▶ SET EXERCISE 1
Decide whether each statement agrees with the DNS Retail passage below. Answer yes or no for each, and quote the words from the passage that decide it.
(a) The company's headquarters are in Vladivostok.
(b) DNS opened its first branches in Kazakhstan in 2019.
(c) The branches DNS opened in 2005 were in Irkutsk.
▶ SET EXERCISE 2
Turn the paragraph of the DNS Retail passage below that begins "By July 2013" into a short bulleted list that keeps its main facts.

▶ PASSAGE SHOWN
———
DNS Retail (Russian: OOO «ДНС Ритейл», also known in English as CSN Retail LLC) is the owner of a Russian retail chain specialising in the sale of computers, electronics, and household goods, and also a manufacturer of computer hardware including laptops, tablets and smartphones. In 2019, it became the 6th-largest retail company in Russia, and in 2021, DNS was the 22nd-largest private company in Russia. As of 2021, there are more than 2,000 branches across Russia, and in May 2021, the first branches were opened in Kazakhstan. The company's headquarters are located in Vladivostok.

The general director of the company is Aleksei Popov. Popov is also the general director and co-owner of the parent company DNS Group.

History 

DNS (short for Digital Network System) was founded in 1998 in Vladivostok, after the founders' previous business specialising in corporate computer services ended in bankruptcy. The company initially sold computers assembled by hand inside a retail store.

In 2005, the company began to expand its retail presence nationally, opening branches in Nakhodka and Khabarovsk. In 2006, a further branch was opened in Irkutsk. By 2009, there were DNS stores in cities across Russia, including Chita, Novosibirsk, Ekaterinburg and Rostov on Don. At the same time, further branches were opened in regions where the company already had a presence.

By July 2013, the chain consisted of more than 700 stores located in over 200 cities across Russia. In addition, the company owns 10 distribution sites, a computer and laptop manufacturing plant in Artyom, and computer assembly plants in Moscow Oblast and Novosibirsk.
———
▶ RECORDED INFORMATION

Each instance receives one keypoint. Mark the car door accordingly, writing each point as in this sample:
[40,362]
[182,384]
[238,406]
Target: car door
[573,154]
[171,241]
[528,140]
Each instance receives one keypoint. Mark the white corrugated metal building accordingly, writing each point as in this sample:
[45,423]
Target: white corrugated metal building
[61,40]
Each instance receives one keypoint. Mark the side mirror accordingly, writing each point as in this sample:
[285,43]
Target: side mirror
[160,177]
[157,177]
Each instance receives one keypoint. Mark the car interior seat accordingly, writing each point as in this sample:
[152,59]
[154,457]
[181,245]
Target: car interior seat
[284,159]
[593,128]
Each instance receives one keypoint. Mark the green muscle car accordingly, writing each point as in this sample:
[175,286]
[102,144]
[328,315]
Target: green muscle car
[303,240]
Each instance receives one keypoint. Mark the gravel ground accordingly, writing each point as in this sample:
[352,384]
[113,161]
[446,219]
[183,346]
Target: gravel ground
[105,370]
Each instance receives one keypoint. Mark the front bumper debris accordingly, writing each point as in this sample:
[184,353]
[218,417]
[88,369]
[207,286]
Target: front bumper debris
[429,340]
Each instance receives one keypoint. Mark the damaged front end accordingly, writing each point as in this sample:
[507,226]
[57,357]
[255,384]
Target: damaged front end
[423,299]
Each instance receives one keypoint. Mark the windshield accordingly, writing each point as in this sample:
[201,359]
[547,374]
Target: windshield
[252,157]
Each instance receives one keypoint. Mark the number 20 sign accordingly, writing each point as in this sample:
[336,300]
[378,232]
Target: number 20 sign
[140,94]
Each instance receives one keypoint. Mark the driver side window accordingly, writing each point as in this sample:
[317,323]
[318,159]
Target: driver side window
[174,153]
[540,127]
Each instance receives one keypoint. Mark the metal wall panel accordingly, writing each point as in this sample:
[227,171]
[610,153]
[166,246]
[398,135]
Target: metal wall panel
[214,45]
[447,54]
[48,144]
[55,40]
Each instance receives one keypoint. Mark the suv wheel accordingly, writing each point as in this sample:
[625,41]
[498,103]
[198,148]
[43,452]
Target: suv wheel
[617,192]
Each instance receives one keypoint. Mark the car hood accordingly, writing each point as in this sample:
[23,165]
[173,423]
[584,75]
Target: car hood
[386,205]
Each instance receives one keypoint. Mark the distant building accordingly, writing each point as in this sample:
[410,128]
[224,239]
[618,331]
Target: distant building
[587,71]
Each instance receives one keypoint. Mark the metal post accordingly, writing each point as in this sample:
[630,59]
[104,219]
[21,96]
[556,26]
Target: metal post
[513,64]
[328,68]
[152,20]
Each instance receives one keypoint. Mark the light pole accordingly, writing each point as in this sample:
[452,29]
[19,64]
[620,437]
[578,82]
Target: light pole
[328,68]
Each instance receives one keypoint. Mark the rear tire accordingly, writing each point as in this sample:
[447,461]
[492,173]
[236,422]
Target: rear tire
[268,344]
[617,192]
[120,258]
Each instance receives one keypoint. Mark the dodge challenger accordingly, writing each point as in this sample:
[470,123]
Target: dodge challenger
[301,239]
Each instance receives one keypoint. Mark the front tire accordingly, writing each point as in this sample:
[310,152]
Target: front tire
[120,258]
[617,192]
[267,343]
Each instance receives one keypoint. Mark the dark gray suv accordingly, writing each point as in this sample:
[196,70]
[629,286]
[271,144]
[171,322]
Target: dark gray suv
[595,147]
———
▶ RESULT 1
(a) Yes: "The company's headquarters are located in Vladivostok."
(b) No: "in May 2021, the first branches were opened in Kazakhstan."
(c) No: "In 2005, the company began to expand its retail presence nationally, opening branches in Nakhodka and Khabarovsk."

▶ RESULT 2
- By July 2013: over 700 stores in more than 200 Russian cities
- 10 distribution sites
- A computer and laptop manufacturing plant in Artyom
- Computer assembly plants in Moscow Oblast and Novosibirsk